= Beginning of Section =
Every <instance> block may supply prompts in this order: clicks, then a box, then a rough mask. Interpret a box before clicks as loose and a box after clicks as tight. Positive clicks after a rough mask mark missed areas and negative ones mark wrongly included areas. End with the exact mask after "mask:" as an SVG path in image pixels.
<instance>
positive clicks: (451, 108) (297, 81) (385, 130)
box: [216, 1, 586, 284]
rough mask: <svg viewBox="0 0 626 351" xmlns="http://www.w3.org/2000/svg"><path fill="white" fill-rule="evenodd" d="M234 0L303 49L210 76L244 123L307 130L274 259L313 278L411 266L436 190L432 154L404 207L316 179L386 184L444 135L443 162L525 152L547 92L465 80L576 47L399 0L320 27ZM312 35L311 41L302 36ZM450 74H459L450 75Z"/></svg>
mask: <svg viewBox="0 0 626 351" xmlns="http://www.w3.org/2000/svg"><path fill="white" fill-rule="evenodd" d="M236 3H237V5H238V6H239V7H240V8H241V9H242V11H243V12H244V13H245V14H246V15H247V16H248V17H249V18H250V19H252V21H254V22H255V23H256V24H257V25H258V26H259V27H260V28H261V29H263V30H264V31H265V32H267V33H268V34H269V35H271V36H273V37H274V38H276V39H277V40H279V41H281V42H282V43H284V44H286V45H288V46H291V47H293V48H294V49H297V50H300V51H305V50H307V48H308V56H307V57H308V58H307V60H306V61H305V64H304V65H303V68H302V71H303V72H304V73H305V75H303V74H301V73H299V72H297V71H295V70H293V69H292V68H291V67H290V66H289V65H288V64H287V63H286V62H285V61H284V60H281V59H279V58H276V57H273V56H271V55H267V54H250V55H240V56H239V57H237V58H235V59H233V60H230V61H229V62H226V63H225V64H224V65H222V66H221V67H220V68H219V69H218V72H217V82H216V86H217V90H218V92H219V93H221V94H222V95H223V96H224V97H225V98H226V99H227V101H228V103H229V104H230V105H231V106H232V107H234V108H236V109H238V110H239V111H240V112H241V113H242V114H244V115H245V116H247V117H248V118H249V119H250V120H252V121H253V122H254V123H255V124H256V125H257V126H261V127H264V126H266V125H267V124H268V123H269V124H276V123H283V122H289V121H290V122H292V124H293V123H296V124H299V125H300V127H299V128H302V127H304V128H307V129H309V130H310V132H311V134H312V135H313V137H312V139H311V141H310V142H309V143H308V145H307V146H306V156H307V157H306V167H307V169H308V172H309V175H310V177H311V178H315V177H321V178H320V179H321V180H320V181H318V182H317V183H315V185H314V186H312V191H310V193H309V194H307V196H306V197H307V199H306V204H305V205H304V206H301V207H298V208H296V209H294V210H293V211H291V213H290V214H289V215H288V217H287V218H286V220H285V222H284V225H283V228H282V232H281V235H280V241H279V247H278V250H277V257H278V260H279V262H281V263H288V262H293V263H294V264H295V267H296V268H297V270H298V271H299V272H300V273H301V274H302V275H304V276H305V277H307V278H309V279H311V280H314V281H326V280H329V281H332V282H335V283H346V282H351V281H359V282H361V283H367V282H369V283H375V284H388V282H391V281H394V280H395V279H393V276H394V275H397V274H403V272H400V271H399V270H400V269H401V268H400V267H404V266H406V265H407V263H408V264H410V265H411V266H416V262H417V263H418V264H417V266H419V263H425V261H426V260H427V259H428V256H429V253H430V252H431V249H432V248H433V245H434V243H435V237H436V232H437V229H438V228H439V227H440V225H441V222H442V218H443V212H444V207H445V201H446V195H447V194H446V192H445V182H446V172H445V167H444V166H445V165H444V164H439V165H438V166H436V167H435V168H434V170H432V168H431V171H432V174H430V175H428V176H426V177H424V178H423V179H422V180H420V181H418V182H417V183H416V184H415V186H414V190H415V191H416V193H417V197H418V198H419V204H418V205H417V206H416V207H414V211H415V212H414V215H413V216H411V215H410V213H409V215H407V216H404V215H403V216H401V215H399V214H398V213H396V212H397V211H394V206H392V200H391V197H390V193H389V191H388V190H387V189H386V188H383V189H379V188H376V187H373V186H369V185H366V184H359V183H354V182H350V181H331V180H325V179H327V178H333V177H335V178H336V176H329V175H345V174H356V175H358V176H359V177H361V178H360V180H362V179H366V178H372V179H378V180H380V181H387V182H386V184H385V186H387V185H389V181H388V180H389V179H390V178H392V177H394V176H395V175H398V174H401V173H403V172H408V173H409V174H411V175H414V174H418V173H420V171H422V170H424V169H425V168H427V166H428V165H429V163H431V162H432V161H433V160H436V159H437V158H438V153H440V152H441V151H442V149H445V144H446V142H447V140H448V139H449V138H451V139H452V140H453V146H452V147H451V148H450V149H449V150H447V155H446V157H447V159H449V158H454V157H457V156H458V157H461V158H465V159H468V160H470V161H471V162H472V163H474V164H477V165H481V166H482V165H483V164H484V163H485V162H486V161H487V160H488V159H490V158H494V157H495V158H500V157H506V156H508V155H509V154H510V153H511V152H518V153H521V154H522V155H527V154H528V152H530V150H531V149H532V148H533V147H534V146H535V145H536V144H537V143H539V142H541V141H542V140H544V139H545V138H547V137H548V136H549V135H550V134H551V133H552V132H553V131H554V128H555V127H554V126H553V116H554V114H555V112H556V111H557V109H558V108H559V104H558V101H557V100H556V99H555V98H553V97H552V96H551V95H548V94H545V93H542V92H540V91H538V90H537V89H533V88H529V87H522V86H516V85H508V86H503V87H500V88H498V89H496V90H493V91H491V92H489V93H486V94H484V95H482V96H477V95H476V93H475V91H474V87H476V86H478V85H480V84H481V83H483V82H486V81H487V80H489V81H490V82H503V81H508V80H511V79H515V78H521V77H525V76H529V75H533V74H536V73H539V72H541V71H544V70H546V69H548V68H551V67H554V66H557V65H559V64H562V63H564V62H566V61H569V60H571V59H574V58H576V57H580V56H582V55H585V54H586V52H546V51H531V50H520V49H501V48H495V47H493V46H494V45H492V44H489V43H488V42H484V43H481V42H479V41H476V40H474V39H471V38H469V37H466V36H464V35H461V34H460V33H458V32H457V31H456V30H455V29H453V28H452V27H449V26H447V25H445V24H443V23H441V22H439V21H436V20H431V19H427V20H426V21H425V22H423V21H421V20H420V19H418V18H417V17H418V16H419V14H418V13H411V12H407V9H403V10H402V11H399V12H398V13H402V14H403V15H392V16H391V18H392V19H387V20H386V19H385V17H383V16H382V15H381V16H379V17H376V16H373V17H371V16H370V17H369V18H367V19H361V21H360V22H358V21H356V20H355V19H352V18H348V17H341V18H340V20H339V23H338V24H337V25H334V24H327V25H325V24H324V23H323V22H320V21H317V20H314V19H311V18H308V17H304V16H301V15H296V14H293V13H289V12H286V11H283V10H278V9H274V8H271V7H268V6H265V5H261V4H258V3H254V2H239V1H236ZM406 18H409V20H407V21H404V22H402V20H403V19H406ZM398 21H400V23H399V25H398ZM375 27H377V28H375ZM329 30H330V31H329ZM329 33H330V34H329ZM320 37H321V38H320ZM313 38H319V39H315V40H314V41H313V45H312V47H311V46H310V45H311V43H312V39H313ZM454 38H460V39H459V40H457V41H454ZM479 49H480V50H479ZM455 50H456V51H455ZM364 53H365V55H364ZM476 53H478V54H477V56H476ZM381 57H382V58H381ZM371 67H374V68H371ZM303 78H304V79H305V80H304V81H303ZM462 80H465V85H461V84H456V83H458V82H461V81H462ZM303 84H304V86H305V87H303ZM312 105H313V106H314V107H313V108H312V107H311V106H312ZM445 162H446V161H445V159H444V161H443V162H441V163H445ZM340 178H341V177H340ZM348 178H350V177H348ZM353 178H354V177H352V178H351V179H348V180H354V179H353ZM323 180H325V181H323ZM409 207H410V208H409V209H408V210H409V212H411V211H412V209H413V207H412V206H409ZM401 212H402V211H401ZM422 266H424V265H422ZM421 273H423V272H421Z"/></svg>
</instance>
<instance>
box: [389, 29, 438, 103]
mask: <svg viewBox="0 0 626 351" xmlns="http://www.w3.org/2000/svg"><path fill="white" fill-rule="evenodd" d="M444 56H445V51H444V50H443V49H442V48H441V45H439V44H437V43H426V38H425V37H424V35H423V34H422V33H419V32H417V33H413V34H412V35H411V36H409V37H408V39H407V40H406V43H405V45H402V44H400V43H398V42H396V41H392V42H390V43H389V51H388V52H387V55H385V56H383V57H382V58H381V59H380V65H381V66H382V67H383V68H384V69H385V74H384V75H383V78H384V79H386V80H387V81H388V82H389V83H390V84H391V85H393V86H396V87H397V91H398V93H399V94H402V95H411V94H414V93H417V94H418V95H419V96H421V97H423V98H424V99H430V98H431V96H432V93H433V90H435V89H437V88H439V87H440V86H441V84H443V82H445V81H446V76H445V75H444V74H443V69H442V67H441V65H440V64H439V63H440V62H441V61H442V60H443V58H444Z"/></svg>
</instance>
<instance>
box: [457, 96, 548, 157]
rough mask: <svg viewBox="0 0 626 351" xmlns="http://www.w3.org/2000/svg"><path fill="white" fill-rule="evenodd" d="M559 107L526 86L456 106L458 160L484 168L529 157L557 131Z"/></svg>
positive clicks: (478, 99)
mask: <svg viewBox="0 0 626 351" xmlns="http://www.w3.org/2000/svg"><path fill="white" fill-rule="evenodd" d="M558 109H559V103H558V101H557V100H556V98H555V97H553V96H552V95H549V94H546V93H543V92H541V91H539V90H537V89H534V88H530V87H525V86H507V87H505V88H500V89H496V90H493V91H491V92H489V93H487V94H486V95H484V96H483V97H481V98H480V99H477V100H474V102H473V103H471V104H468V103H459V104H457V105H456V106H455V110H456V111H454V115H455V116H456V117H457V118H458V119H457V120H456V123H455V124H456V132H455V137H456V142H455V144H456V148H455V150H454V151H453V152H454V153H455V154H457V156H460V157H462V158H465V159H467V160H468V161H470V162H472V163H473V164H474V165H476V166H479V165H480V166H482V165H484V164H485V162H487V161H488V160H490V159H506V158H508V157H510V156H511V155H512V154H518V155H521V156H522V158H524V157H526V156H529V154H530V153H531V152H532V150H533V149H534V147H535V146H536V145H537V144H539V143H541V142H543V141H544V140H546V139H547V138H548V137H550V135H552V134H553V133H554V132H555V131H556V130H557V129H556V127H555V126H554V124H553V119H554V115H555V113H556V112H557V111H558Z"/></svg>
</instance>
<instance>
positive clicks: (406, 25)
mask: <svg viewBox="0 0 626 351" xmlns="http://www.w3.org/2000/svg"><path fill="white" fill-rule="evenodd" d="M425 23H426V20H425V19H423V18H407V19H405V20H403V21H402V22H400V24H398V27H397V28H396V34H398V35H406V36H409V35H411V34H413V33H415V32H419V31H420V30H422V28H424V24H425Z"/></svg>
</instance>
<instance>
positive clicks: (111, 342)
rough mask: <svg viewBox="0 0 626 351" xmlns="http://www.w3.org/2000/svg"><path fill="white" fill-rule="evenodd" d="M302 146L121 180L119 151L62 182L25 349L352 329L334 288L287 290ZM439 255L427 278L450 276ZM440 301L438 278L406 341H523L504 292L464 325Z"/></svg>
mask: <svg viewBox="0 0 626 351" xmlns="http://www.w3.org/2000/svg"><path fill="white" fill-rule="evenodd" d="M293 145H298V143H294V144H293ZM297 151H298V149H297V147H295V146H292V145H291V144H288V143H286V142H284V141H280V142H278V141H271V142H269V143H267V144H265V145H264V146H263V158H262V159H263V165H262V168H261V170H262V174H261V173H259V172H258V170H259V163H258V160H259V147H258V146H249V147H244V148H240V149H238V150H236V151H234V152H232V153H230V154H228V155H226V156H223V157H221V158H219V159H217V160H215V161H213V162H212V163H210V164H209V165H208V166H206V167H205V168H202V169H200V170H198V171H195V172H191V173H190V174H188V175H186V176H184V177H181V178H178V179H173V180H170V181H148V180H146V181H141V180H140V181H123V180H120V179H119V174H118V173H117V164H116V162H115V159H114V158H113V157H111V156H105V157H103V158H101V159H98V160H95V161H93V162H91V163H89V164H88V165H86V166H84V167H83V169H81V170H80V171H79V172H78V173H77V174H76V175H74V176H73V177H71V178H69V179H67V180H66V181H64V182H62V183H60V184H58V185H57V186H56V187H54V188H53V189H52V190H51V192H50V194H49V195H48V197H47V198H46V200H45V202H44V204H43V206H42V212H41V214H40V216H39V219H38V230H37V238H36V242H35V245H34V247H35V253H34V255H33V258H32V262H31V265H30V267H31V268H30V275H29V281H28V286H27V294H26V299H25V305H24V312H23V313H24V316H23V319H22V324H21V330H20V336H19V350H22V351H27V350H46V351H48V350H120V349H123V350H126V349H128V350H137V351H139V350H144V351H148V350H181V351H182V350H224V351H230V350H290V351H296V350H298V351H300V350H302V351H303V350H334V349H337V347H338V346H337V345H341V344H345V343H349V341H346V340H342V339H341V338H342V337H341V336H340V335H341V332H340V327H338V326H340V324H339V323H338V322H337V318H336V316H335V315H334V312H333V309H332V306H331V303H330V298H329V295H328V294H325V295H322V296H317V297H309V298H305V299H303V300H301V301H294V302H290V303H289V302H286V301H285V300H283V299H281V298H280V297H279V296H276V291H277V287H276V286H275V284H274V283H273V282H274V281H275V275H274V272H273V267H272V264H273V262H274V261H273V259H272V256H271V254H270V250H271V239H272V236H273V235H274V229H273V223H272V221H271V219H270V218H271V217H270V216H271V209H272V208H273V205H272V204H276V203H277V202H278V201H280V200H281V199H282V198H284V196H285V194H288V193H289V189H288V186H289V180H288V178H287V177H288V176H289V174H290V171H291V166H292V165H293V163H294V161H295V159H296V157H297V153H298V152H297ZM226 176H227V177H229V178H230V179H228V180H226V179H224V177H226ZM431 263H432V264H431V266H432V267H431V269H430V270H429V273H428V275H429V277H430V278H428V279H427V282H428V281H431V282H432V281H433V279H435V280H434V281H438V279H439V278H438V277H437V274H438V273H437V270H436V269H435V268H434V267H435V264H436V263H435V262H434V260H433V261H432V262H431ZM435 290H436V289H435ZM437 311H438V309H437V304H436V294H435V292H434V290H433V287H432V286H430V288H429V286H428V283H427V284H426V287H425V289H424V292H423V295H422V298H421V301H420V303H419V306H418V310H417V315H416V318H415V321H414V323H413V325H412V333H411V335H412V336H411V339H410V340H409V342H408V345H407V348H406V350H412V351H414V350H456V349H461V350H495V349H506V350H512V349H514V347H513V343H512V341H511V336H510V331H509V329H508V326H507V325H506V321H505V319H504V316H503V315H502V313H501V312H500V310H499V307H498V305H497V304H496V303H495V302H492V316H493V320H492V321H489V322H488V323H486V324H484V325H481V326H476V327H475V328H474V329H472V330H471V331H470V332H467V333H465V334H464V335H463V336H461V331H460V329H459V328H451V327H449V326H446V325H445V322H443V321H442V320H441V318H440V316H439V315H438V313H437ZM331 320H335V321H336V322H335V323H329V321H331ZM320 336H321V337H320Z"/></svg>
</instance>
= End of Section =
> **WHAT TO WORK ON**: Transcribe the records above exactly, from the opening line down to and including the line with "box: [216, 1, 586, 284]".

> **YOUR SOLUTION**:
Every <instance> block may supply prompts in this order: clicks, then a box, then a rough mask. Interpret a box before clicks as loose and a box after clicks as tight. Positive clicks after a rough mask mark missed areas and negative ones mark wrongly included areas. End with the exact mask after "mask:" as an SVG path in image pixels.
<instance>
positive clicks: (451, 108) (297, 81) (385, 130)
box: [216, 1, 586, 284]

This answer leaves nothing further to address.